SOURCE PASSAGE
-- begin --

Generate Lineage from Catalog

  • Automatic Generation: Create lineage diagrams directly from your data catalog
  • Vault Selection: Choose from configured vaults (PostgreSQL, MySQL, Snowflake, SQL Server, etc.)
  • Table Selection: Select specific tables from available catalogs (Orders, LineItem, Customers, etc.)
  • Bulk Operations: Select multiple tables at once to generate comprehensive lineage views

Visualization Options

Layout Types

Choose from multiple layout options to best visualize your data relationships:

  • Hierarchical (Top-Down): Traditional tree structure showing clear parent-child relationships
  • Force-Directed: Dynamic layout that automatically organizes nodes based on relationships
  • Circular: Circular arrangement useful for identifying patterns and cycles
  • Grid: Structured grid layout for organized viewing

Direction Controls

Control the flow direction of your lineage diagrams:

  • Directed: Shows clear directional flow from source to destination
  • Undirected: Shows relationships without specific directional emphasis
  • Bidirectional: Shows two-way data relationships and dependencies

Working with Lineage

Creating Lineage Diagrams

From Catalog

  1. Click "Generate Lineage from Catalog"
  2. Select your configured vault from the dropdown
  3. Choose tables from the available list (you can select multiple)
  4. Click "Generate Lineage" to create the visual diagram

Manual Creation

  1. Use "Add Node" to manually add tables or processes
  2. Choose the appropriate node type (Process/ETL Pipeline, Database System, File/Dataset, Table/View)
  3. Enter descriptive names and configure node properties
  4. Connect nodes to show data flow relationships

From Saved Configurations

  1. Click "Load" to access saved lineage diagrams
  2. Choose from your saved configurations (e.g., "SQL Server Lineage Test 1", "MySQL Lineage 1")
  3. Load the configuration to restore your previous work
  4. Modify or extend as needed

Managing Saved Lineage

  • Save Current Work: Save your lineage diagrams with descriptive names
  • Load Previous Work: Access previously saved configurations
  • Update Existing: Modify and update saved lineage diagrams
  • Delete Configurations: Remove outdated or unnecessary saved lineage

Real-time Updates

  • Dynamic Refresh: Tables show real-time status (Online/Offline)

-- end --

SET TASK 1
Reproduce the lineage guide between "Manual Creation" and "System, File/Dataset, Table/View)", inclusive, substituting "workflows" for "processes".
SET TASK 2
Answer these questions from the lineage guide.
(a) Which layout type is useful for identifying patterns and cycles?
(b) What status values does Dynamic Refresh show for tables?
(c) Which button gives access to saved lineage diagrams?
The lines after this lineage guide are separate material.

DATA EXCERPT
-- begin --

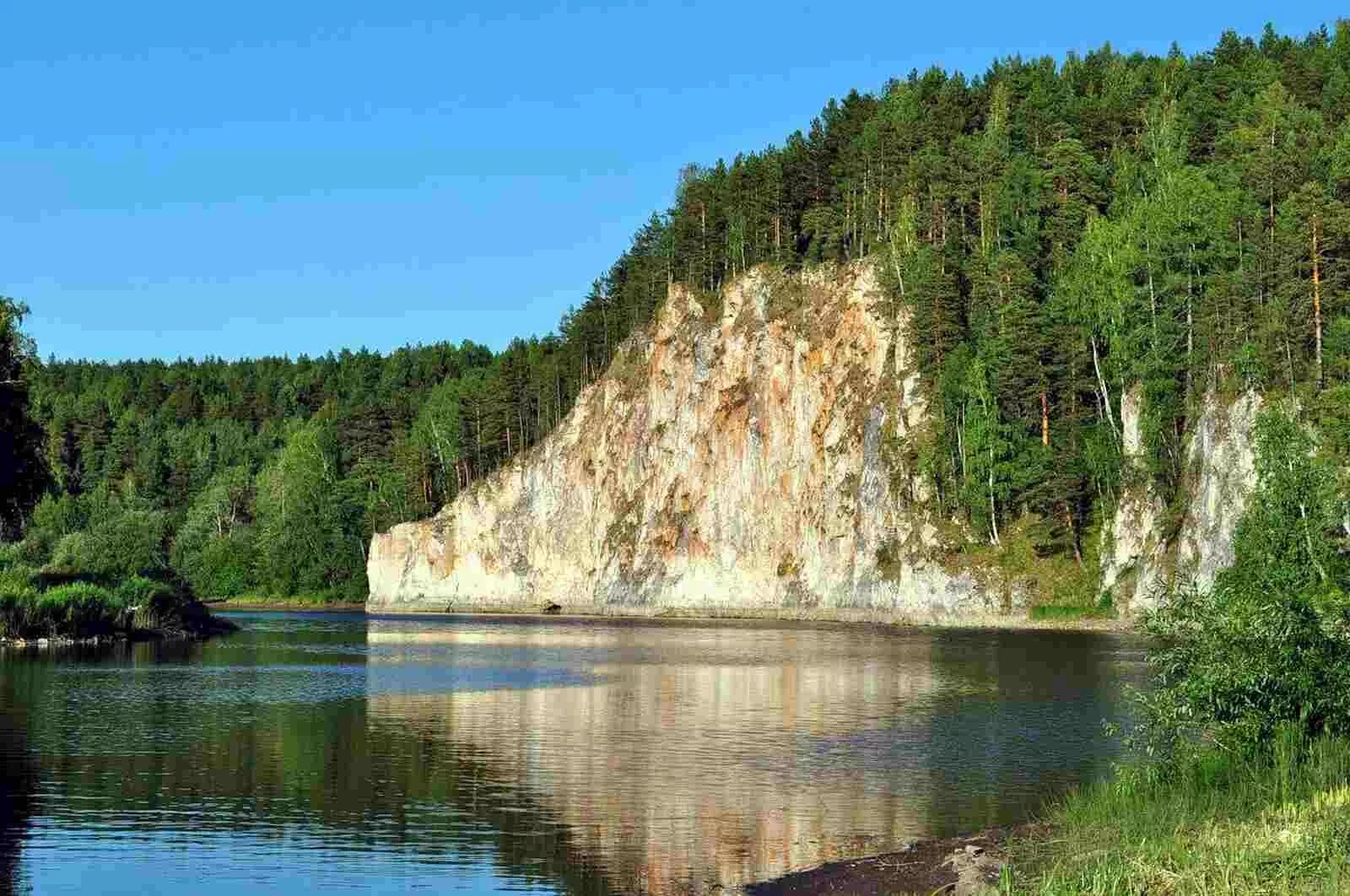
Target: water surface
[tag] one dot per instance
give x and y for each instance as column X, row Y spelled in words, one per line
column 544, row 756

-- end --

WRITTEN RESPONSE 1
Manual Creation

  1. Use "Add Node" to manually add tables or workflows
  2. Choose the appropriate node type (Process/ETL Pipeline, Database System, File/Dataset, Table/View)

WRITTEN RESPONSE 2
(a) Circular
(b) Online/Offline
(c) "Load"